**DOCUMENT PASSAGE**.

+++

Luckily the child's problems were limited to the superficial and highly responsive problem of diarrhoea in response to gluten. What if the presenting symptom had been gluten ataxia, hypothyroidism or systemic lupus. Scary.

Anyway, skip's arrived, time to shift some rubble!



Chris said...

It is quite interesing to read the comments on that post.....various dieticians getting quite defensive!

Anna said...

Yes, the bickering (on all sides) is a bit much after some of his posts, especially the past few. That part is a real turnoff. There were some similar commentaries a few months back that degenerated into a bickering competition.

I really appreciate the thoughtful, informative (if sometimes over my understanding level) commentary on Hyperlipid.

Peter said...

Certainly Dr Briffa attracts quite a lot of defensive comments from NHS dietitians. Perhaps some of it is because he is a combination of being "in the system", being moderately "altie" and being mostly right.

Where as an NHS dietitian has a mountain of garbage advice to be VERY defensive about.

As for the medics, I'm glad I'm not in a position to be berated for failing to report Toxic's gastroenterologists to the GMC.

I'd also like to add that my own GP seems pretty clued up. He has been pretty good with the problems we've run in to where we've needed specific items best obtained from the NHS, rather than anywhere else!


Anonymous said...

"I really appreciate the thoughtful, informative (if sometimes over my understanding level) commentary on Hyperlipid."

I second that. Only a few comments here go over my understanding, but they are usually thought-provoking and informative.

frank said...

Thanks Peter for that link - quite entertaining. I share Dr Briffa's generally very low opinion of dietitians having worked with many over the years. "Got cancer? Here have some more sugar!" Or, "have this soy bean emulsion TPN intravenously - you'll soon be feeling better".

+++

**COLLECTED DATA**.

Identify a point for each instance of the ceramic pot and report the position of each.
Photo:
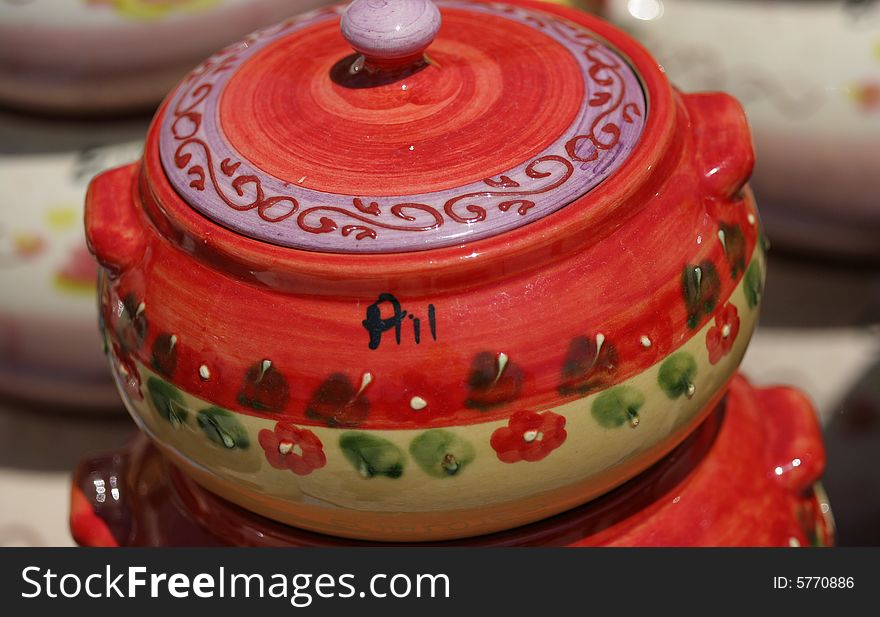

+++

**LIST OF TASKS**.
a. From the blog passage on gluten and dietitians, list every name that appears directly before "said..." in the comment thread.
b. Extend the blog passage on gluten and dietitians, picking up right after its last sentence.

**RESPONSE LIST**.
a. Chris, Anna, Peter, Anonymous, frank

b.
A study (I can't immediately put my hands on)demonstrated that nurses were just as effective as dietitians in preventing diabetes complications, despite little or no "formal" nutritional training (most likely because of).
One dietitian harridan attacked me at a work dinner - she eavesdropped on a private conversation - she grabbed me by the arm and screeched "there's no such thing as good cholesterol" in a thoroughly disturbing manner.
The British Dietetic Manual states that trans fatty acids are metabolised in the same way as saturated fats and that wheat is pretty much essential to life! Catherine Collins RD is full of poop. She's now chief dietitian of St George's (where I trained) - be very afraid!

Peter said...

Hi Frank,

When you get immersed in nutrition the answers become so blindingly obvious that I often feel that blogs like Hyperlipid are about to become irrelevant. Most of the answers are in Pubmed. The causes and managements of so many diseases are written on the supermarket walls in letters 5 feet high. Someone with macular degeneration could read them if they have any of their peripheral vision available. But while we have registered dietitians of this calibre Hyperlipid is probably safe from redundancy.

Re the obstipatory aspects of a certain person's bowel habits. I would agree, it does seem to show in her personality. Ah, whole grain opioids, a bit like a self retaining methadone suppository, back to Trainspotting again.


Dr. B G said...

OMG... you guys KILL me (more than whole grains) *he hee*


Melodie said...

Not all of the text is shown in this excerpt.